#### MATERIAL ZUR AUFGABE
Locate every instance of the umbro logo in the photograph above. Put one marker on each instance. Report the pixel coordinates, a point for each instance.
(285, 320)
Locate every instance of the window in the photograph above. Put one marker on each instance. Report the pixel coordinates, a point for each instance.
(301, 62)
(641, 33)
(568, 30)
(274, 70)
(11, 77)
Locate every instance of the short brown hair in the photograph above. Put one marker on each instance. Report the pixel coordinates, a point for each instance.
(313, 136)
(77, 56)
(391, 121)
########
→ AUFGABE: Gib sämtliche Zeilen der Datensätze oben Wort für Wort und ohne jede Änderung aus.

→ LÖSUNG:
Locate every instance of the umbro logo in the photograph above. Put one marker on each instance. Report the pixel coordinates, a point for each instance.
(285, 320)
Locate every instance of the window in the photograph above. Put one marker on each instance. Report the pixel coordinates, a point for each instance.
(301, 62)
(641, 33)
(568, 30)
(274, 70)
(11, 77)
Locate every instance of the short brown hair in the photograph above. Put one marker on each instance. Report the pixel coordinates, a point for each instance.
(313, 136)
(77, 56)
(391, 121)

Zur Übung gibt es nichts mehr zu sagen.